EXERCISE TASK 1
Locate every line in the rows that contains the string "hillside", and copy each such line.

BTW most of the index option action happens on the ASX (XJO options), from what i can see SPI options are pretty quiet.


----------



## Edwood

Largesse said:


> my second point still stands.




lol - fighting talk!

only trying to help largest, generally things are simpler than they 'need' to be

Ed


----------



## Jay70

cutz said:


> Hi Largesse,
> 
> There's no net long/short, all positions are balanced by an opposing position, the september contract stopped trading this morning, the stats can be found here http://www.asx.com.au/sfe/futures_summary.htm




If I can put my 2 bobs worth. The big question is who is holding what position. There are 2 traders on the spi, the commercials and everyone else. Weak positions are always held by the majority of retail clients and the commercials are continually looking for ways to trap them on the wrong side. Legalised theft.

I believe the commercials after todays action will be now holding the majority of shorts. Being a fly on the camels back is the best way to take points out the spi on the short term. But you need to know what the Camel is doing.

TASK DATA
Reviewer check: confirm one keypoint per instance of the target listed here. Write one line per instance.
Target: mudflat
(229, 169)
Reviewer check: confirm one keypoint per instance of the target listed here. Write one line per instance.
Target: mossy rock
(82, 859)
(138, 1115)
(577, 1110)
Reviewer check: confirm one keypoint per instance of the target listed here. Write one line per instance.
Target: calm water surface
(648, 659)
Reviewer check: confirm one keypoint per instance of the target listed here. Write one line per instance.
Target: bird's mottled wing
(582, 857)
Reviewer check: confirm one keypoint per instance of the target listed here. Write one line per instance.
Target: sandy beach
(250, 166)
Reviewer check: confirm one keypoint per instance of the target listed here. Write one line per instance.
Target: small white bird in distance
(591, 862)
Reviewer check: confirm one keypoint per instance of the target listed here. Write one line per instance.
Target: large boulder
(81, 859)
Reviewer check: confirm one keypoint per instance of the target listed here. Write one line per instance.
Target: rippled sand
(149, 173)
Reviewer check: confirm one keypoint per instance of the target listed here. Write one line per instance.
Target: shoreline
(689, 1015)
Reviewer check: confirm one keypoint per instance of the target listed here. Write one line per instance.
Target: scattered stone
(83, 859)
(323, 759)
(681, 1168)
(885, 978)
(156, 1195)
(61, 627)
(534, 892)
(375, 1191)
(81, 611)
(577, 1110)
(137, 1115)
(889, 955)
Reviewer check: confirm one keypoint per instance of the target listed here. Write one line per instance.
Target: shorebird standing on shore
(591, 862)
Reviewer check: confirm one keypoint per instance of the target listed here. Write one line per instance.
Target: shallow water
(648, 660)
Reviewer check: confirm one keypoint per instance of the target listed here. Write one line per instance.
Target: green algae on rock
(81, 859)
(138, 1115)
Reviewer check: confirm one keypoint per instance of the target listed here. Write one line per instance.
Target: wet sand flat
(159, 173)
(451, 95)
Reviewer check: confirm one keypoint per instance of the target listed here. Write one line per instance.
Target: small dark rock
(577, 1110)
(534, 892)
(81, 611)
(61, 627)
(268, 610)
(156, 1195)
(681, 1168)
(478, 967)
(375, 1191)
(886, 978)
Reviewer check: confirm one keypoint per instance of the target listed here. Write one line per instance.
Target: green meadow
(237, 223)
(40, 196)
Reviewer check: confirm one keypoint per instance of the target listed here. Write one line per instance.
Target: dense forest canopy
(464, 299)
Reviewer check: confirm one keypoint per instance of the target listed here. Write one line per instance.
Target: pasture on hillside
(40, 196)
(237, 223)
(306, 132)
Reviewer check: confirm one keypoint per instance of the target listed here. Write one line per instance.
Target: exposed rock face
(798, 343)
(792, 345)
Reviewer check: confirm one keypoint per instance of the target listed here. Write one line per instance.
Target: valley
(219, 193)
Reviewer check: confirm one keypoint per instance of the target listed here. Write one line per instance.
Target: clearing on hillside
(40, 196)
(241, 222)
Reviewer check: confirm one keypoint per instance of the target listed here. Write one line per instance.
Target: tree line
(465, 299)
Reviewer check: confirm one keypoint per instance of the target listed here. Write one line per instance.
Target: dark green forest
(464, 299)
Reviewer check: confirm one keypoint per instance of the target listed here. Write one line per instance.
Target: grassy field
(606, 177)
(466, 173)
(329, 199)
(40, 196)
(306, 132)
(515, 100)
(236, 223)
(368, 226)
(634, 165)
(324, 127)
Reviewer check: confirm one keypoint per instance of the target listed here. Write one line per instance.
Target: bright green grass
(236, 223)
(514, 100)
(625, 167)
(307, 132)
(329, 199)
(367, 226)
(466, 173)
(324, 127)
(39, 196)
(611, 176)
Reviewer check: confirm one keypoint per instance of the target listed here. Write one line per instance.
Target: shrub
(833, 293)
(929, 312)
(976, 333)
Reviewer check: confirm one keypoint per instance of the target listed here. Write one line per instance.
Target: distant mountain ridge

EXERCISE TASK 2
Extend the forum discussion of SPI futures and index options, beginning after its final sentence.

EXERCISE ANSWER 1
Target: pasture on hillside
Target: clearing on hillside

EXERCISE ANSWER 2
----------



## acouch

good morning all
today's road map
have a great day and good trades
ac


----------



## GMS

Good Morning,

The SPI200 Dec 09 contract continued the distribution higher yesterday reaching 4766 before rotating back inside the range through the afternoon session, to close on the point of control 4727. Overnight the market rotated lower off the POC 4727 early in the session to key support at low 4690s.

The overnight action indicates the market is accepting development in the 4690 to 4627 range. Looking outside this range the lack of a defined responsive sell tail at the 4766 high yesterday indicates only a weak rejection of this level.

Initial key resistance is at 4727/34, a break through here sees possibility for rotation to 4766, then 4814. A break of 4693 opens potential for a rotation to 4670 and 4632. 

Resistance levels 4709, 4727/34, 4739, 4741, 4757, 4766, 4772, 4795, 4814
Support levels 4696, 4693, 4670, 4664, 4652, 4632, 4619, 4612, 4600.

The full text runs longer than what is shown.